**Task prompt**
Repeat all of the material below exactly as written, images excluded.

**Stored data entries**
[Begin]
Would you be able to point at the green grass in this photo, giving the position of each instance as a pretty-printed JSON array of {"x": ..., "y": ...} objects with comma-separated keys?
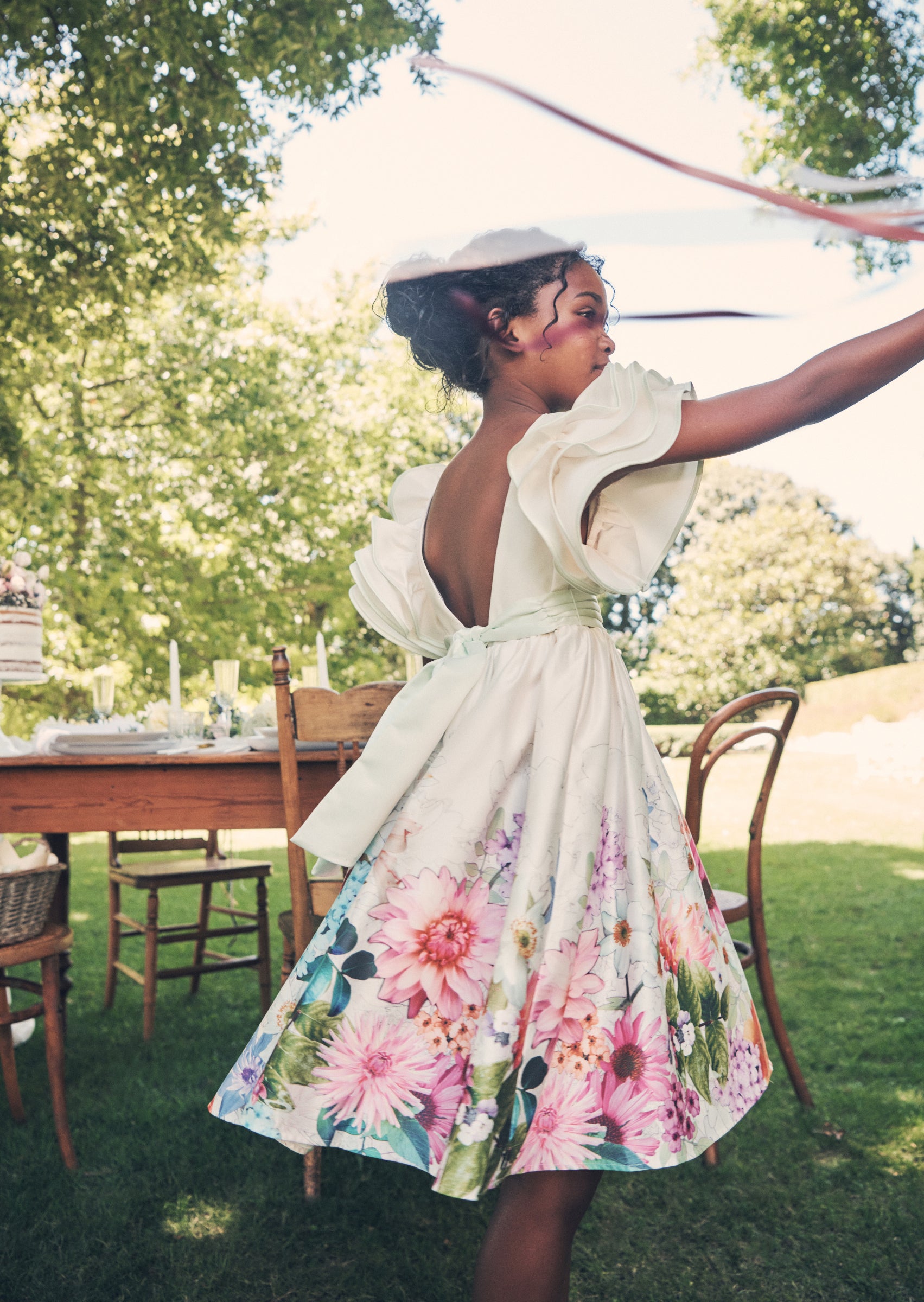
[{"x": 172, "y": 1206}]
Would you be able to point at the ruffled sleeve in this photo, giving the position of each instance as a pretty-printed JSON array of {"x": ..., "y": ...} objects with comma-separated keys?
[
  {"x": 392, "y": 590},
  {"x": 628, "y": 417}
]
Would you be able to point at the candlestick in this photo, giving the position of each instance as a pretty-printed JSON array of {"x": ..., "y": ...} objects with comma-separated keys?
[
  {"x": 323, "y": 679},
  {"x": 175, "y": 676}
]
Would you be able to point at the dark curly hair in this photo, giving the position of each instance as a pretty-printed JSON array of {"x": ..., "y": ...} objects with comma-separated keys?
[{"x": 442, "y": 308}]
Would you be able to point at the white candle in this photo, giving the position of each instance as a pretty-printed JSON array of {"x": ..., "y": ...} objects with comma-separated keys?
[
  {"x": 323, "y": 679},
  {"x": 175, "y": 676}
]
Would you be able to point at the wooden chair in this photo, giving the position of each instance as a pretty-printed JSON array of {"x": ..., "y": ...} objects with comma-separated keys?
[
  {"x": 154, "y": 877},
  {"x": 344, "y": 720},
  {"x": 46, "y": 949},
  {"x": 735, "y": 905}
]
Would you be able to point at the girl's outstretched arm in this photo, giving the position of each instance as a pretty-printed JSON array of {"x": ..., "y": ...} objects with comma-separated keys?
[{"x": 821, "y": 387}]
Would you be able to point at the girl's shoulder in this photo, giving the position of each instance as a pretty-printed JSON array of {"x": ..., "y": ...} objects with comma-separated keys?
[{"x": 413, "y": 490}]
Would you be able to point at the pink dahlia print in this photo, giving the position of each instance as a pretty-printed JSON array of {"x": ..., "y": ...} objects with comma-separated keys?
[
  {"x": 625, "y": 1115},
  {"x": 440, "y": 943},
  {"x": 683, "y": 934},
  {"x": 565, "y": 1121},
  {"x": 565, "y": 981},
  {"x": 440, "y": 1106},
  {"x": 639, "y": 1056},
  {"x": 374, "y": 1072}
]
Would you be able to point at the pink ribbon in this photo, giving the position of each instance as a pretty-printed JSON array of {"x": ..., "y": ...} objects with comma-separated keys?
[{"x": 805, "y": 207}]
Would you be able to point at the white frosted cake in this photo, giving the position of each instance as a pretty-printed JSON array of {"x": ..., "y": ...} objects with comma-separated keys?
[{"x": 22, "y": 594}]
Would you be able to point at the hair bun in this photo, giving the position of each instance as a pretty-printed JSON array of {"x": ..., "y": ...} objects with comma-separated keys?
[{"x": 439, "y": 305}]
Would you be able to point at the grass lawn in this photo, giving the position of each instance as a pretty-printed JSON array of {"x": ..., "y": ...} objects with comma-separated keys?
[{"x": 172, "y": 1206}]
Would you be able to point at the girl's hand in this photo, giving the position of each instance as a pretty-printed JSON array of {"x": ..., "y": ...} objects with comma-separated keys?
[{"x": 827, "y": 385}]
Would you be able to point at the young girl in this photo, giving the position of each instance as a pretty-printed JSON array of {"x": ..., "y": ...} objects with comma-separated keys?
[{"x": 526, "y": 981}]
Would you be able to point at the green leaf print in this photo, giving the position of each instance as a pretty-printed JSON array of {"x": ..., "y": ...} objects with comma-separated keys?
[End]
**Response for this exercise**
Would you be able to point at the green grass in this photo, giving the position of each instance as a pretty-printed JSON array of {"x": ..., "y": ...} objects with comma-separated keys?
[{"x": 172, "y": 1206}]
Would you be able to point at the ruffled sleeve in this photo, giving the position of each instance as a pretty-printed JSON array of {"x": ..., "y": ...} objects with comma-separated keys?
[
  {"x": 392, "y": 590},
  {"x": 628, "y": 417}
]
Would you be able to point at the candlestick in this photo, giving the position of each instance as a pretty-printed JSON array of {"x": ..., "y": ...} objects with comma-separated keys?
[
  {"x": 323, "y": 679},
  {"x": 175, "y": 676}
]
Would you be able to point at the dark curly hair in this photo, giving the position of each instance as a pretty-printed JSON array of {"x": ..., "y": ...} objects with comma-separated keys?
[{"x": 442, "y": 308}]
Would you be able to point at the white candle in this photo, giving the position of each instance as a pretty-printed JSON array of {"x": ..., "y": ...} objects with comma-separated keys?
[
  {"x": 323, "y": 679},
  {"x": 175, "y": 676}
]
Would you be able to point at the wooden chair in this photo, giving the position of each instance as a pretty-printed JSON array of {"x": ..., "y": ...} objects with comma-separated keys?
[
  {"x": 154, "y": 877},
  {"x": 344, "y": 720},
  {"x": 46, "y": 949},
  {"x": 735, "y": 905}
]
Would you be able to point at the girl's outstretched arm in this photo, giving the position of each instance as a pretty-printed JSON array of {"x": ..., "y": ...} objects with comma-separated keys?
[{"x": 821, "y": 387}]
Would you be able to point at the girl's shoulder in this photo, giving the position of each instance as a pretty-printed JSON array of {"x": ..., "y": ...} objects with comma-separated keys?
[{"x": 413, "y": 490}]
Would you be able to point at the pink dahlia print in this photo, giving the position of each instance as a pretty-printed JSON array of {"x": ..., "y": ...} objects with comma-separated keys?
[
  {"x": 625, "y": 1115},
  {"x": 440, "y": 943},
  {"x": 683, "y": 934},
  {"x": 565, "y": 1121},
  {"x": 565, "y": 981},
  {"x": 440, "y": 1106},
  {"x": 639, "y": 1056},
  {"x": 374, "y": 1072}
]
Would you be able to point at the pink ribbon in this photo, giving the position of each instance as a pretty-printed JSON array of {"x": ..., "y": ...} objects with comma-separated keys?
[{"x": 805, "y": 207}]
Would you be able to point at the white frosted cake in this photo, giving the position of each instance as a pretty-printed JSON array of {"x": ..., "y": ...} objects with comma-separated keys?
[{"x": 22, "y": 594}]
Would you be able to point at the hair bun in this photo, giving the position of each instance as a pretty-printed JSON array of {"x": ..., "y": ...} objects with comma-separated keys?
[{"x": 439, "y": 305}]
Would you be able to point at the grass lawn in this photo, giving the position of each instance as a pretty-printed JSON array of {"x": ..., "y": ...} objects with comma-separated keys?
[{"x": 172, "y": 1206}]
Would you be able to point at the girl's hand in this photo, giving the position of each instance as a pretty-printed JSON array of {"x": ..., "y": ...} objects with comma-separated keys?
[{"x": 827, "y": 385}]
Would you be able to point at the young girl in this photo, giving the position of each instance as a pretty-printed JSON array of {"x": ..., "y": ...} objects with comma-separated keys?
[{"x": 526, "y": 981}]
Would you be able to point at the green leaf print in this photo, giving the position of each instance as a pretty-printed JSON array of {"x": ..., "y": ...} objects with comma-separated keys?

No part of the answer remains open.